One well-known story was Potts’ appearance on the David Frost show, which aired from 1969 to 1972, to discuss oral contraceptives. He was featured with another physician, who insisted that abortions were so dangerous he would only prescribe them to prostitutes.
Potts was undaunted. He stepped up to Mr. Frost’s table, and spilled out a 1.5 pound sack of rice. Then he separated two grains out of the 100,000 or so grains.
He carefully put two grains between his finger and thumb, and held them in front of the camera.
“I said, ‘This is the risk of death when you take the pill,'” he recalled in his family history. “Then I removed 27 grains, counting them out one by one, and said, ‘This is the number dying from unintended pregnancy.”’
His two piles of rice on a black coffee table, watched by millions of viewers, he wrote, had won the argument.
Potts was a prolific writer, whose ten-plus books and 300 scientific papers covered the gamut from Ever since Adam and Eve: The Evolution of Human Sexuality, with Roger Short, to Queen Victoria’s Gene, written with his brother, Prof. William Potts.
Dr. Stef Bertozzi, former UC Berkeley School of Public Health dean and professor of health policy and management, called Potts one of the most impactful people of the last 100 years in making contraceptives available to women all over the world, and helping to ensure that both the products and the policies are aligned.

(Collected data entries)
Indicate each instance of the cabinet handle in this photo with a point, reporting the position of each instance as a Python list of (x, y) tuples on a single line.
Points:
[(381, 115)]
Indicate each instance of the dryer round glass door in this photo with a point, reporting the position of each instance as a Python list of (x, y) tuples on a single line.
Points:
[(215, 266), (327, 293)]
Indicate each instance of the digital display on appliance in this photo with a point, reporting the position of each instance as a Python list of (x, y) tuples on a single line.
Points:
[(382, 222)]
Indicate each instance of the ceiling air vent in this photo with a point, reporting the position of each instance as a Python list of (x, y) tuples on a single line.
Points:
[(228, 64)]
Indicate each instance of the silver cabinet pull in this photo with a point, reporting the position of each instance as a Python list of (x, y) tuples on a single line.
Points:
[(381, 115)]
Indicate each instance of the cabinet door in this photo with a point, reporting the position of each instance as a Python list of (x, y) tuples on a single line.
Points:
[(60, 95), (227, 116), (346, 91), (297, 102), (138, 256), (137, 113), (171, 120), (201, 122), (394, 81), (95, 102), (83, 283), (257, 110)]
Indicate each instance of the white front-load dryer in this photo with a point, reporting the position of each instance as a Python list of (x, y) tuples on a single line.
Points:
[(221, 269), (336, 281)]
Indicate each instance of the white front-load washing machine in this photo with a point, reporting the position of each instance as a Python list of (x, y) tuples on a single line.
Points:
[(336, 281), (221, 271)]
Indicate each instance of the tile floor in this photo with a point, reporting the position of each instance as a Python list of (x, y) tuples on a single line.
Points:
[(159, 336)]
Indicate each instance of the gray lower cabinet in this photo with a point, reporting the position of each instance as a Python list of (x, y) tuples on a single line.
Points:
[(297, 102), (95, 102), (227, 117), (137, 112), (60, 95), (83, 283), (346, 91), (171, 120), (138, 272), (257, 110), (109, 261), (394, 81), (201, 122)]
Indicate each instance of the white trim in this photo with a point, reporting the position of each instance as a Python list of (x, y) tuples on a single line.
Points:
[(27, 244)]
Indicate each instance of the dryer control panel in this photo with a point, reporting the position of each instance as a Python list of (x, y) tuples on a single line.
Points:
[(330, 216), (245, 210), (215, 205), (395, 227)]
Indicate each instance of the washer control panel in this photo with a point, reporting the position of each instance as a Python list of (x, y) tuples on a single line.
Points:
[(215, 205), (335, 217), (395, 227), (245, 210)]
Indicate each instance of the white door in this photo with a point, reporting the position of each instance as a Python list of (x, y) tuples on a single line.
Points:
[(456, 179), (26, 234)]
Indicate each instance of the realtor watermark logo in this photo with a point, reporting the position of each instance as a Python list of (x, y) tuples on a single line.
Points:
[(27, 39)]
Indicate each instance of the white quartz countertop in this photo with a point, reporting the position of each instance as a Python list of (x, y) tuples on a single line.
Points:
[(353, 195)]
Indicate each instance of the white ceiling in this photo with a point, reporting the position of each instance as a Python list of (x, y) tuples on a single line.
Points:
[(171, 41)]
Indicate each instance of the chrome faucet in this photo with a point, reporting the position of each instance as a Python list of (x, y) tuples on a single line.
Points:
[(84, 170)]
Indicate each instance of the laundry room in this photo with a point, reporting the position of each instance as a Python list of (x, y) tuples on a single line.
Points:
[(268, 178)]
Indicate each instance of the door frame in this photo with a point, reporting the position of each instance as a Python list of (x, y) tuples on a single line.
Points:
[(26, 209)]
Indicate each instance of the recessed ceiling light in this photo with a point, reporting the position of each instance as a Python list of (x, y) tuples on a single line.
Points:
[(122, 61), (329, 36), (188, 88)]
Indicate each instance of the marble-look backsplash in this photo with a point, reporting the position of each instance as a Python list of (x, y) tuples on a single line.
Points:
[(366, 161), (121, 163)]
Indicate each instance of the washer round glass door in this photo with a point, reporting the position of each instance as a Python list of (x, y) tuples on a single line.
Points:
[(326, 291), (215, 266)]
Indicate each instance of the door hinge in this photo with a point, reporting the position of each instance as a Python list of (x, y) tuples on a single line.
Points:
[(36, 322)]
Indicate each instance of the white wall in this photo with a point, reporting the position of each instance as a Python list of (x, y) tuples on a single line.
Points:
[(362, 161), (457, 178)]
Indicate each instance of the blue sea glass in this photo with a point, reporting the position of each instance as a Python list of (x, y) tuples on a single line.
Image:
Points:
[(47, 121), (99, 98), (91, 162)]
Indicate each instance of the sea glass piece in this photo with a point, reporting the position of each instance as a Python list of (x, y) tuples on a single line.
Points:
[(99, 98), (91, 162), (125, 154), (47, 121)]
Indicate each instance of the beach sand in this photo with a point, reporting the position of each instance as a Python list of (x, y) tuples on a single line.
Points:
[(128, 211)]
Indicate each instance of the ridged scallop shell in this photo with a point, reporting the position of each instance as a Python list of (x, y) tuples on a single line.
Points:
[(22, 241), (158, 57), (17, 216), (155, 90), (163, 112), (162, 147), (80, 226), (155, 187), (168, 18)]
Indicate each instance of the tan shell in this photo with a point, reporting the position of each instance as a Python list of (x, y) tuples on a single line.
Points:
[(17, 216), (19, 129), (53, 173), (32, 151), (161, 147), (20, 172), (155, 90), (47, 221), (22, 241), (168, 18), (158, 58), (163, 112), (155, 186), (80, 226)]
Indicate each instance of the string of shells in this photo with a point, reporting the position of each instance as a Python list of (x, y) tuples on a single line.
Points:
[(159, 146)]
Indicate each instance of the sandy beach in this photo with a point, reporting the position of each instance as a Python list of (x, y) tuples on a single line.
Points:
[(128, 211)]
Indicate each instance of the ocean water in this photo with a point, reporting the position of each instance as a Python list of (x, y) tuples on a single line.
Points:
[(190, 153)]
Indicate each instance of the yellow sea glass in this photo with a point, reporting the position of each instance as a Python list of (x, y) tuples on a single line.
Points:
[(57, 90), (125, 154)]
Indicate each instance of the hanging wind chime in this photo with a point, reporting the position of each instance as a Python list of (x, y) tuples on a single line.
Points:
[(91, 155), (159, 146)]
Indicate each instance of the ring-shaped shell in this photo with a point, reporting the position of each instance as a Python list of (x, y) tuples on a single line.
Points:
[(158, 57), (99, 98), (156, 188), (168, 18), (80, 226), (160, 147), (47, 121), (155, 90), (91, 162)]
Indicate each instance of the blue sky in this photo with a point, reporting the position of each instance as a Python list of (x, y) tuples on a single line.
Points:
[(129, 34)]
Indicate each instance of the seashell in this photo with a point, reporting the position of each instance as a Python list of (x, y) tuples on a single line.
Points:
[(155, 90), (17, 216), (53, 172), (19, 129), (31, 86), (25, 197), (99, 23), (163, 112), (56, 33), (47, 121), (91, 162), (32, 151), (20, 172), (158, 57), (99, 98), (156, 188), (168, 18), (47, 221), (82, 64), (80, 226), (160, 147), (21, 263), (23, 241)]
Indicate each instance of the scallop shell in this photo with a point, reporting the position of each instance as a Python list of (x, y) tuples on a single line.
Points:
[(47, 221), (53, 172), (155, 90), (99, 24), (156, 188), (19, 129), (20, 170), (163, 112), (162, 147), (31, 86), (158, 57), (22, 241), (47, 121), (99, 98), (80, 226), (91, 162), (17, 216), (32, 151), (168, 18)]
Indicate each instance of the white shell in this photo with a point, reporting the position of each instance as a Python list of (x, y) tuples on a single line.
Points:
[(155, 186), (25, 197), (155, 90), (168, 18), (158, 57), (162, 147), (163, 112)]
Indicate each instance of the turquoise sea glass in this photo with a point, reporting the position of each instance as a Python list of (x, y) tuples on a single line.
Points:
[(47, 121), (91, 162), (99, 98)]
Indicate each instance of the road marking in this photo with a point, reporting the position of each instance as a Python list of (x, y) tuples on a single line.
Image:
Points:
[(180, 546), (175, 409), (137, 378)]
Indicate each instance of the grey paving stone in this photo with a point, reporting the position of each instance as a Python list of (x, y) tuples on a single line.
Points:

» PARTS OF THE EXERCISE
(a) Answer these questions from the passage about Potts:
(i) During which years did the David Frost show air?
(ii) How much did the sack of rice that Potts spilled onto the table weigh?
(iii) How many scientific papers did Potts write?
(b) List every number of rice grains the passage about Potts mentions.
(c) Go on with the passage about Potts, starting right after its last sentence.

» RESULTS
(a)
(i) From 1969 to 1972.
(ii) 1.5 pounds.
(iii) 300.

(b)
- About 100,000 grains (the whole sack)
- Two grains (the risk of death when taking the pill)
- 27 grains (the number dying from unintended pregnancy)

(c)
He credits Dr. Pott’s success to a combination of fearlessness and bullheadedness.
“Malcolm would take the bit between his teeth and just drive,” Dr. Bertozzi said. “He wouldn’t take no for an answer…. He was relentless when he believed something needed to be addressed. He fought for what he believed in like few people I’ve ever known.”
A push to empower women worldwide
While on the UC Berkeley faculty, Dr. Potts co-founded an organization now known as OASIS (Organizing to Advance Solutions in the Sahel), devoted to educating adolescent girls, reducing maternal mortality, and expanding voluntary family planning in the Sahel region of Africa.
Alisha Graves, a co-founder of OASIS, travelled around the world for six years, meeting with ministries of health, OB-GYNs and midwives, and working to improve access to misoprostol.
“He always wanted to focus on the poorest parts of the world, and women who are most at risk,” Graves said. “The Sahel has rapid population growth and high malnutrition; low literacy.”
Together with Daniel Perlman and Habiba Mohamed, Malcolm started a project out of the Bixby Center, which Malcolm chaired, called Safe Spaces in Northern Nigeria. These mentored girls clubs reinforce math and literacy, but also introduce life skills like health, hygiene and communication skills to negotiate staying in school.
Malcolm was astounded by the results, given what he knew of this context, Graves said.
In recent years, Dr. Potts co-founded Cadence Health, Inc., a company dedicated to making oral contraceptives available over the counter in the United States.
Dr. Potts was married four times. His first marriage, to Dera Joyce Cook, ended in divorce, as did his second marriage, to Dr. Caroline Deys. Potts’ third wife, Marcia Jaffe Potts, died in 1993.
His final marriage was to Dr. Martha Madison Campbell, who predeceased him in 2022.
Potts is survived by four children, three stepchildren, seven grandchildren, and four great-grandchildren.
In a memo to BPH staff, Dean Lu asked the community to join him, “in reflecting, with gratitude, on all that he gave to our community, our field and our world.”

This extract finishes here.